Records from a collection:
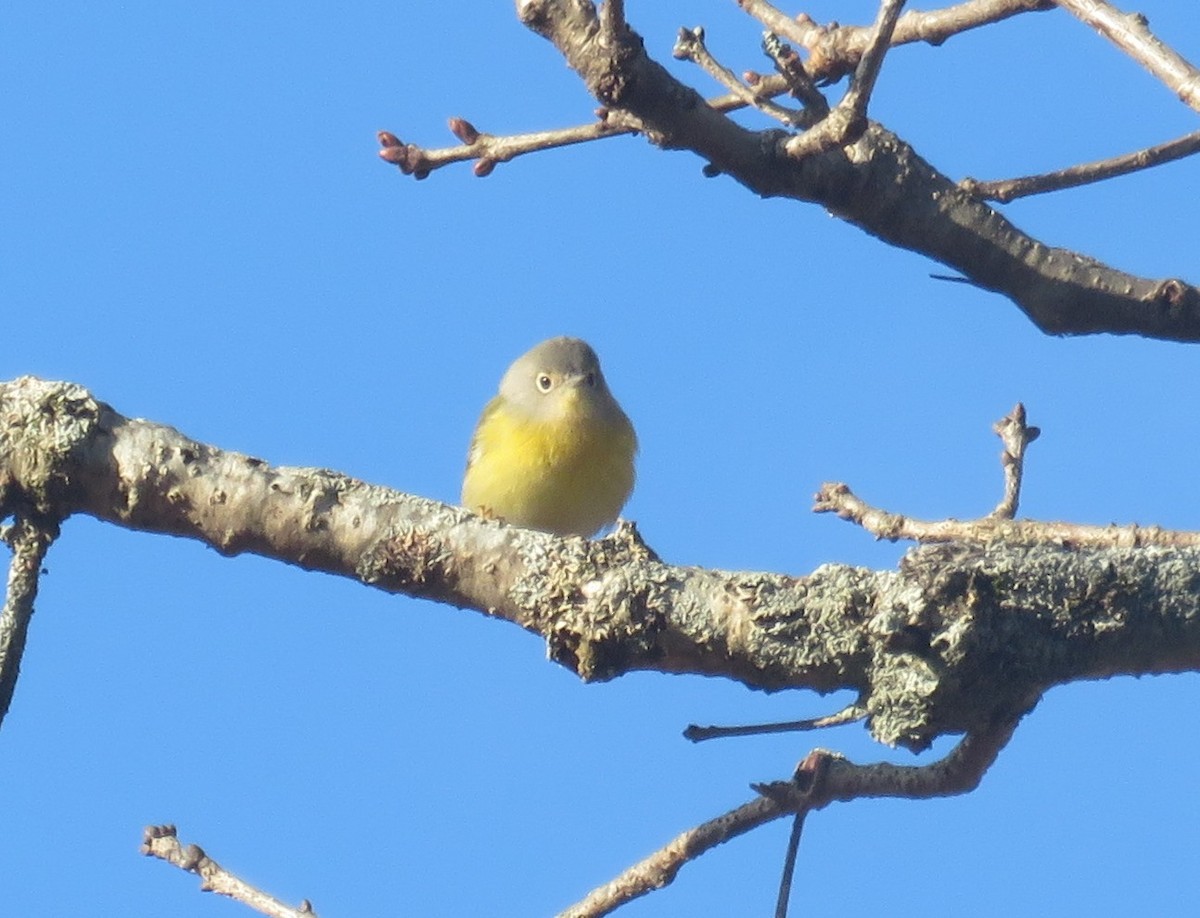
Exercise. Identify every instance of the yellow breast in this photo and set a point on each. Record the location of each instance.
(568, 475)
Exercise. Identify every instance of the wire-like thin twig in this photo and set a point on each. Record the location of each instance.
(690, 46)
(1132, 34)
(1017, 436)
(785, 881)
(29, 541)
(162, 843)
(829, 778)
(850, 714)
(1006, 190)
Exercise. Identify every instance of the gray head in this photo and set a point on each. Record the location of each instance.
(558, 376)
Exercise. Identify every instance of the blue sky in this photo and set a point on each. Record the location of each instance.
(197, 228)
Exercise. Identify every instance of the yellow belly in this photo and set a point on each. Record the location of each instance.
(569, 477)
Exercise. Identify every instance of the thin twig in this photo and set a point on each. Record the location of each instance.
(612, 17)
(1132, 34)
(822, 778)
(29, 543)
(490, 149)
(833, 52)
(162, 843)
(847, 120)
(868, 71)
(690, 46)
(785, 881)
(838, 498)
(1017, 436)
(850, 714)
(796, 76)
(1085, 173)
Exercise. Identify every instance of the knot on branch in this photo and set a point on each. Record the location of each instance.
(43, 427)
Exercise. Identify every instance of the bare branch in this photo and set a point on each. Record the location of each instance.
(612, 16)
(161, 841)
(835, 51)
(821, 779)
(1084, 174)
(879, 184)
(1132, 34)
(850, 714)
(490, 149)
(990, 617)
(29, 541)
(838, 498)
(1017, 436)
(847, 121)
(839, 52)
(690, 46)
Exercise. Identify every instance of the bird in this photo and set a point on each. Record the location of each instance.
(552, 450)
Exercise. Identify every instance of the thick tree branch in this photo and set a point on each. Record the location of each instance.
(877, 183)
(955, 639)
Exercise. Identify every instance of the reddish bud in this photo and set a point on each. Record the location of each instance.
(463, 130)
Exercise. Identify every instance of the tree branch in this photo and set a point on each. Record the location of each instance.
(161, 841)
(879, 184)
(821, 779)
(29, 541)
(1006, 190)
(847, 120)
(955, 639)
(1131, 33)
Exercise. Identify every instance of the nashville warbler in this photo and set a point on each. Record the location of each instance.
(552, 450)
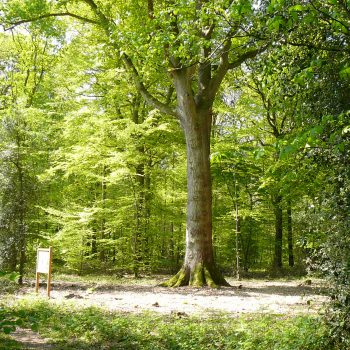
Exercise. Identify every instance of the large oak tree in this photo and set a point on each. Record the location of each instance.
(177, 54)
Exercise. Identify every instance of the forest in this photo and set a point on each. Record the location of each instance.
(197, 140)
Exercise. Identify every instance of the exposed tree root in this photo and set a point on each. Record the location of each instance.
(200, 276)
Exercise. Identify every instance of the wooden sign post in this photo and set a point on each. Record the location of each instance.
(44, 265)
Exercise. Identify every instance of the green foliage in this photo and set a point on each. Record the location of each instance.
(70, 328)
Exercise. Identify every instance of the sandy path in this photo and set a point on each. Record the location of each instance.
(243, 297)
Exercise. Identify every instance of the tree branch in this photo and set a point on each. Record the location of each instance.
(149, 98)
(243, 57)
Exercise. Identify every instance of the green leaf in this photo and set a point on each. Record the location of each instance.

EXERCISE DESCRIPTION: Repeat every record precisely. Any picture among them stays out of the copy.

EXERCISE SOLUTION:
Exercise. Identify every instance of the yellow breast in this photo and set a point on each. Record the location of each instance.
(568, 475)
Exercise. Identify every instance of the wire-like thin twig in this photo and set a point on each. Record the location of each instance.
(690, 46)
(1132, 34)
(1017, 436)
(785, 881)
(29, 541)
(162, 843)
(829, 778)
(850, 714)
(1006, 190)
Exercise. Identify every instance of the gray head in this photo and set a point on each. Record the location of each instance.
(558, 376)
Exercise. Identify every instance of the blue sky in this photo and set a point on each. Record the location of each instance.
(197, 228)
Exercise. Identify every instance of the yellow belly in this photo and set a point on each. Record the location of each instance.
(569, 477)
Exercise. Identify every instance of the thin twig in this photo and set a point on each. Record the location of each instance.
(612, 17)
(1132, 34)
(822, 778)
(29, 543)
(490, 149)
(833, 52)
(162, 843)
(847, 120)
(868, 71)
(690, 46)
(785, 881)
(838, 498)
(1017, 436)
(850, 714)
(796, 76)
(1085, 173)
Exercise. Identify every instance of the knot on branch in this photo and set a point on each. Record the location of each instance.
(43, 427)
Exercise. Identify every instance of the bare branch in this photo and set a point on each. Record the location of each instance.
(612, 16)
(161, 841)
(835, 51)
(821, 779)
(1084, 174)
(879, 184)
(1132, 34)
(850, 714)
(490, 149)
(990, 617)
(29, 541)
(838, 498)
(1017, 436)
(847, 121)
(839, 52)
(690, 46)
Exercise. Identify every instance of the bird in this photo and set a point on each. Record the location of each instance.
(552, 450)
Exercise. Identify every instance of the thick tree branch in this photo and set a point on each. Record the location of each instance.
(877, 183)
(955, 639)
Exercise. Identify every instance of the reddish bud in this photo and set a point on each. Record the location of each instance.
(463, 130)
Exercise. Identify every instance of the tree branch in this photo and set a point on each. Record the location of each instance.
(161, 841)
(879, 184)
(821, 779)
(29, 541)
(1006, 190)
(847, 120)
(955, 639)
(1131, 33)
Exercise. Identify every instance of the nashville warbler in this photo and set a point on each. Record the location of each instance.
(552, 450)
Exercise. Identify every instance of the large oak tree in this photo and set a point on each. Record the location of each instance.
(177, 54)
Exercise. Identify every instance of the forest in this photo and set a point on each. Record the location of each instance.
(197, 140)
Exercise. Identify every instance of the exposed tree root in this photo and set a point on each. Record the location of each instance.
(200, 276)
Exercise. Identify every instance of the wooden sign post in this photo and set a point on each. Record the location of each instance.
(44, 265)
Exercise. Identify every instance of the green foliage in this photo and set a point on each. Record the location of each instance.
(70, 328)
Exercise. Identify every instance of the sandy path in this photo and set a point on each. Record the location of each instance.
(243, 297)
Exercise. Identify every instance of the tree branch in this photo and set a point on each. Record the location of each instance.
(149, 98)
(243, 57)
Exercise. Identify every instance of the green leaf in this photo and set a point on each. Record the location of each instance.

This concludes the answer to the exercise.